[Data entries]

☆ ☆ ☆ ☆ ☆

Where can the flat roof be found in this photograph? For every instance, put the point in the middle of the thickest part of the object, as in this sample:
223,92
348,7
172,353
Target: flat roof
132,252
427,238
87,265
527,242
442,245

☆ ☆ ☆ ☆ ☆

### Assigned task
Copy out the data exactly, keeping each line whole.

### Expected answer
Where can the flat roof be found in this photograph? For every instance, put the point in the middle of the thickest part of the object, as in this sample:
223,92
348,7
172,353
Target: flat roof
132,252
427,238
87,265
527,242
442,245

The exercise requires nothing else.